(Records excerpted from a collection)
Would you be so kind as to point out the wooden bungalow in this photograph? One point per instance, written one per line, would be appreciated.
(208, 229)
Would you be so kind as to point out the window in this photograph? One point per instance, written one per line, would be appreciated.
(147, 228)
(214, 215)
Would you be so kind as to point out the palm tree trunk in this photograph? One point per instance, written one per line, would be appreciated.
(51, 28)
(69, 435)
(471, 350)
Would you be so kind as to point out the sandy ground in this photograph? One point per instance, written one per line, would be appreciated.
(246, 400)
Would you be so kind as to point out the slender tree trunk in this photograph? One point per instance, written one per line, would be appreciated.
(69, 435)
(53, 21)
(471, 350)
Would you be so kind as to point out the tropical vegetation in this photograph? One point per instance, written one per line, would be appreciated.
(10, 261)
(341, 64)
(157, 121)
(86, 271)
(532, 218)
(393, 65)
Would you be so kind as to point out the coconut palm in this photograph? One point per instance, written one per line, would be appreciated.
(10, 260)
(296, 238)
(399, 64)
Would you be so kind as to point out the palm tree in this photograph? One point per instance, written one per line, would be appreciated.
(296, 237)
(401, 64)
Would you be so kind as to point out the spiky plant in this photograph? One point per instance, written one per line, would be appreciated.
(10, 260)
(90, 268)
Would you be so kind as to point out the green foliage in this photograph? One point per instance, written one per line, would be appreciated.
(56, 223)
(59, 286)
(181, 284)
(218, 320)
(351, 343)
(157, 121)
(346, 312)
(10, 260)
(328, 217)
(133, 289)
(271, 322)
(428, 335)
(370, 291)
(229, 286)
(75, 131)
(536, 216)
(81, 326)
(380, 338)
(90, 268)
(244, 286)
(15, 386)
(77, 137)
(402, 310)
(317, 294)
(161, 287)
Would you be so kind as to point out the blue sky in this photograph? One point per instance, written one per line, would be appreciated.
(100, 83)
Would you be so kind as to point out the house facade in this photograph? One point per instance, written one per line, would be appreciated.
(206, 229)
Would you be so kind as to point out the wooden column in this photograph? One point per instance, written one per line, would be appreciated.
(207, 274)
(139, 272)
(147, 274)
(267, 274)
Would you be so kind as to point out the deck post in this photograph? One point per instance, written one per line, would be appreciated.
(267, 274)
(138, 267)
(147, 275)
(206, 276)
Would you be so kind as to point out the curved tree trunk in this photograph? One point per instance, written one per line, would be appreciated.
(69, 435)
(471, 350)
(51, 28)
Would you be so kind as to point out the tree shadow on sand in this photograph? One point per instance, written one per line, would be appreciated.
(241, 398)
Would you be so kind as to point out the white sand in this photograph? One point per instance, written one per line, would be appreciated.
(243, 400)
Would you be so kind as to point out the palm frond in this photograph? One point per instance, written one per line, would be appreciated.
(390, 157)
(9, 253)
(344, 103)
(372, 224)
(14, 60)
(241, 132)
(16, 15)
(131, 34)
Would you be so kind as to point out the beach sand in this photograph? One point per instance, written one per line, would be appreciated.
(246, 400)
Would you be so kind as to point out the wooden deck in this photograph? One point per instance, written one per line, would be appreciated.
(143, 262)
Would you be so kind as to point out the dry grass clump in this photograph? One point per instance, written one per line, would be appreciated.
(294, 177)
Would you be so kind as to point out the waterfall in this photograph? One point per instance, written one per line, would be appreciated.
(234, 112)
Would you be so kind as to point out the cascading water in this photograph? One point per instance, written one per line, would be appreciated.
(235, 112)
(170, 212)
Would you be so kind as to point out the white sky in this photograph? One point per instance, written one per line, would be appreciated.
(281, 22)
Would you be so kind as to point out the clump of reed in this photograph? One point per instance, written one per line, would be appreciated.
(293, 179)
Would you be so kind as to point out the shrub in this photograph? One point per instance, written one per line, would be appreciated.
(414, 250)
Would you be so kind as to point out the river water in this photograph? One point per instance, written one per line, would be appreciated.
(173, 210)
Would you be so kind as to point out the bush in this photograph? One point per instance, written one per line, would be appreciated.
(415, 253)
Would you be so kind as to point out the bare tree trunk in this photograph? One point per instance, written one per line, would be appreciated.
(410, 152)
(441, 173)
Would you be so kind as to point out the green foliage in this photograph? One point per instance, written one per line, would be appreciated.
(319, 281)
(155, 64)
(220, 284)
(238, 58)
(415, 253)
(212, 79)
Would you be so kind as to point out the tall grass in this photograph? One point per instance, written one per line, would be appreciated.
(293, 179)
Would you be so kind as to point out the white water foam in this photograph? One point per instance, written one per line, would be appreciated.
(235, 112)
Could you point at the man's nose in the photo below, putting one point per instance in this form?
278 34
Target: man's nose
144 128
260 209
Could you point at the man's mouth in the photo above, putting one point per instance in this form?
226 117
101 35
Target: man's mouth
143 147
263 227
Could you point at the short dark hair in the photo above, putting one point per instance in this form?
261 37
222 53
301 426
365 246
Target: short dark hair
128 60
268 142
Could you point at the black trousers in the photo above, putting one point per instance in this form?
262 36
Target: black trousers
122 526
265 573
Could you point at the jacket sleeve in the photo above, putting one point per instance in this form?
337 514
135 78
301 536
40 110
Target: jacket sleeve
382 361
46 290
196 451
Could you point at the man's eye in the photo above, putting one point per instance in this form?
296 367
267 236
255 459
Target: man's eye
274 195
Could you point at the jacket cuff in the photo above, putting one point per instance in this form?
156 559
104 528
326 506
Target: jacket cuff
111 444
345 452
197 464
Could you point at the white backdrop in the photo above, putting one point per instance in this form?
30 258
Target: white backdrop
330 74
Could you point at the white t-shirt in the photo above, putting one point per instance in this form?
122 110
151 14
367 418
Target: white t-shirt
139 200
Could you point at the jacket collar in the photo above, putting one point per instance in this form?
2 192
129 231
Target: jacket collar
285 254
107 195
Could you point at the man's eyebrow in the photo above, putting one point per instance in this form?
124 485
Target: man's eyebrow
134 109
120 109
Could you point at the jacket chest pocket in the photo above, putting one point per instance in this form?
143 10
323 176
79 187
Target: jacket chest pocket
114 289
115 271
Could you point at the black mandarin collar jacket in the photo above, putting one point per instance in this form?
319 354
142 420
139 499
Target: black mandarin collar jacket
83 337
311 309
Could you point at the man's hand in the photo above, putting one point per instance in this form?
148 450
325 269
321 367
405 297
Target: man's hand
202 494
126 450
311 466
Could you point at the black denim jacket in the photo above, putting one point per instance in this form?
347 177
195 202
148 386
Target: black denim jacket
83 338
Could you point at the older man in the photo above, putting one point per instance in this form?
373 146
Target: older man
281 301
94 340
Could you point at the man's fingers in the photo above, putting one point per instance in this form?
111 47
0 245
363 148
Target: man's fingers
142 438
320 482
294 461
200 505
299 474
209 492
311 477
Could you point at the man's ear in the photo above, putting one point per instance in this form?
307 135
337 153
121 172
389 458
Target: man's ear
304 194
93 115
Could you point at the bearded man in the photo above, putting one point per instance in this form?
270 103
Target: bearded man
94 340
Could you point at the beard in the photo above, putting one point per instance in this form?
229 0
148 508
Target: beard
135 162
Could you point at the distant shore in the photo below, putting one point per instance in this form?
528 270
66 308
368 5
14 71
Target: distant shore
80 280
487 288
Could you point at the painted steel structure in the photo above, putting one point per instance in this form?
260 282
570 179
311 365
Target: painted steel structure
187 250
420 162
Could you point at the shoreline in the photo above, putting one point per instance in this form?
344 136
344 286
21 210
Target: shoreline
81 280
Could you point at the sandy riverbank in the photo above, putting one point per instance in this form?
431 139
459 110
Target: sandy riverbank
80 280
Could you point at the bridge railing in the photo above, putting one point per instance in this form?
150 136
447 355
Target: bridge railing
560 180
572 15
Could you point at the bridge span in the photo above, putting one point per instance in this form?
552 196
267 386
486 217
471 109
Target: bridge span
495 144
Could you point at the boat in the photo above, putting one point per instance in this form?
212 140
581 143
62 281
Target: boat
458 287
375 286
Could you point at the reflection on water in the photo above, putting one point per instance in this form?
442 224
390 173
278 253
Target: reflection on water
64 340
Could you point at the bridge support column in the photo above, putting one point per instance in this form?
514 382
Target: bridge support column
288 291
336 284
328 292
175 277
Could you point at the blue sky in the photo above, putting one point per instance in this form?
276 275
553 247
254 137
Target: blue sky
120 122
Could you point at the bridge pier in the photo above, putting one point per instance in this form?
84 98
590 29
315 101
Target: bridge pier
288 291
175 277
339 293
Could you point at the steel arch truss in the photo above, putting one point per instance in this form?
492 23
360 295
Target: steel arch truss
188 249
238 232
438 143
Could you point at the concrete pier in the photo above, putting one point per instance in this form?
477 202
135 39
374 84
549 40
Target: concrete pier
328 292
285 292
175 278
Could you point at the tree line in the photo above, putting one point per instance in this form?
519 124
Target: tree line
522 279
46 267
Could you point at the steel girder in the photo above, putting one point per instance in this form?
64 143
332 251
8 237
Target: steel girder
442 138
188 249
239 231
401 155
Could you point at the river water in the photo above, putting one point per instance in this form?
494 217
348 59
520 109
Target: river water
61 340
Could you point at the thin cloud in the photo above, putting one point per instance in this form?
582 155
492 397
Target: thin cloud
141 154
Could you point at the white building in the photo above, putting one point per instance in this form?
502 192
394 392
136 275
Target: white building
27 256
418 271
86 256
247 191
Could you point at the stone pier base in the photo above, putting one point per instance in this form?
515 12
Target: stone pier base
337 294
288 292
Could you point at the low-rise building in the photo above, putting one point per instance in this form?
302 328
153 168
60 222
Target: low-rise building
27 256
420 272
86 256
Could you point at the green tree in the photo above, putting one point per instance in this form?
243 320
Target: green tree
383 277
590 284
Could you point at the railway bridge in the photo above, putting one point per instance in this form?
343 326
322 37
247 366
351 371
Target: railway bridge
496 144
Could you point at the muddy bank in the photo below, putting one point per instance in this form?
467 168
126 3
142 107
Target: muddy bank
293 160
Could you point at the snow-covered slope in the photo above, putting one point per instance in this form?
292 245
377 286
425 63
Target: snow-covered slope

◆ Work task ◆
Identify every line above with the string "below" in it. Copy those lines.

◆ Result for this task ◆
Could you point at the man's nose in the photo below, putting one point per instance in this form?
Could you point at the distant shore in the photo below, putting one point per instance in this form?
Could you point at the muddy bank in the photo below, putting one point per instance in this form?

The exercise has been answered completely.